* **DIRECTIONS FOR THIS TASK**:
Reproduce the material verbatim, starting at the line that contains "Please scan the image above for any bush." and continuing through the last line of the material, both included.

Bounding-box material:
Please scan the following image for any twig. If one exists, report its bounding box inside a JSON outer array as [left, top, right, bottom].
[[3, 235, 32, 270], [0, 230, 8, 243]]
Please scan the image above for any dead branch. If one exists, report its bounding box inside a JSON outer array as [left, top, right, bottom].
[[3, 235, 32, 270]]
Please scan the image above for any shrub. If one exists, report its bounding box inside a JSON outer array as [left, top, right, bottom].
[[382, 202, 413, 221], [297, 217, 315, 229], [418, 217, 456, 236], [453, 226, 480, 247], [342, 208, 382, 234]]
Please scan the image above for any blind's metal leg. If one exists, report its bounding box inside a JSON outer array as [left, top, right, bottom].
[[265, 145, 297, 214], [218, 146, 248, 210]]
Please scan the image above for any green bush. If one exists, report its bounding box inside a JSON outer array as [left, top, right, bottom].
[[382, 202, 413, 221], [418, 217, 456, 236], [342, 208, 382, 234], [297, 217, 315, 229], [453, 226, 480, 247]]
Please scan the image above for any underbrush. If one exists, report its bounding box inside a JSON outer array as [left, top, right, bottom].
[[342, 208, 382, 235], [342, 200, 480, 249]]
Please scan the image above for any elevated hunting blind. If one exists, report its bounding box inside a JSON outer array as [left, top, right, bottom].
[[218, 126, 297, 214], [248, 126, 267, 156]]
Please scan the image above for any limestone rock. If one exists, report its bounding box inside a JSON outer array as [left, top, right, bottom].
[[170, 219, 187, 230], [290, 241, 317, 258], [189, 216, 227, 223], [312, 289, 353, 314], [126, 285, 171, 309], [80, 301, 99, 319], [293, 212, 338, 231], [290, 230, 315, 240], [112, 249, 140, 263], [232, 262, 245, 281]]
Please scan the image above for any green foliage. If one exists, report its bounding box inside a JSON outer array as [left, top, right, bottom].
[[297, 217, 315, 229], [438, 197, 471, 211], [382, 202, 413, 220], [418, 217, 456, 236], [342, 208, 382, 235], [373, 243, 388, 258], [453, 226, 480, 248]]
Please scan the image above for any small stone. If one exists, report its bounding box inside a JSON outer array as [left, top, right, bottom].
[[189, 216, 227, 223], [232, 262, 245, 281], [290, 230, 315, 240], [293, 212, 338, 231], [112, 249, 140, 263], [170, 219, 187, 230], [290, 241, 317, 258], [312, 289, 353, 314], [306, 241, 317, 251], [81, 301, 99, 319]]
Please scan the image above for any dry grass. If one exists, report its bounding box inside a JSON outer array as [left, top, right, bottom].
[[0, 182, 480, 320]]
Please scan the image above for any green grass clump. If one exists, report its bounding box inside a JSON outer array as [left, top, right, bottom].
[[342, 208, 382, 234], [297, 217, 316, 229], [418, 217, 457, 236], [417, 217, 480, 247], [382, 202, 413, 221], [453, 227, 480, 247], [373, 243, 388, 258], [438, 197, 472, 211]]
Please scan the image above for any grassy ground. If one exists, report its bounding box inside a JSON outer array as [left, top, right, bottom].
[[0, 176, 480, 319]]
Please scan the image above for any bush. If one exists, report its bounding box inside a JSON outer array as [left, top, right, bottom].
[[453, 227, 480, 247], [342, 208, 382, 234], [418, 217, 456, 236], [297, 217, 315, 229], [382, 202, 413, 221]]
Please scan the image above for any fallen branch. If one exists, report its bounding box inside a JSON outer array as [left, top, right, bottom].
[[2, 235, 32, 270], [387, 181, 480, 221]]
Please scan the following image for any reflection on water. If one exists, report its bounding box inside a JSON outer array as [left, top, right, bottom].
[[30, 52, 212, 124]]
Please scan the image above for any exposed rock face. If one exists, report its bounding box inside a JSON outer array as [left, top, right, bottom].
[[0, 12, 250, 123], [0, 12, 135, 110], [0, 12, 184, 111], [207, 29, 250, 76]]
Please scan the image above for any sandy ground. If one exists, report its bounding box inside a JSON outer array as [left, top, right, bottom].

* **RESULT FOR THIS EXERCISE**:
Please scan the image above for any bush. If one exists, report its bounding box inside a JSON outer array as [left, top, right, bottom].
[[453, 227, 480, 247], [342, 208, 382, 234], [418, 217, 456, 236], [297, 217, 315, 229], [382, 202, 413, 221]]
Please scan the image above for any fallen branch. If one exists, report its bounding box inside a JSON outer array as [left, top, right, bottom].
[[2, 235, 32, 270], [387, 181, 480, 221]]
Please scan the following image for any reflection on water. If one exists, report its bounding box inside a JSON outer array as [left, top, right, bottom].
[[30, 52, 212, 124]]
Please scan the image above for any exposed rock face. If one exists, report its bounding box inside a JSON outer array as [left, top, right, bottom].
[[0, 12, 250, 123], [0, 12, 135, 110], [0, 12, 184, 111], [207, 29, 250, 76]]
Please scan the image above for any sandy ground. If one exists, report its bounding box inside a JSON outer array as [left, top, right, bottom].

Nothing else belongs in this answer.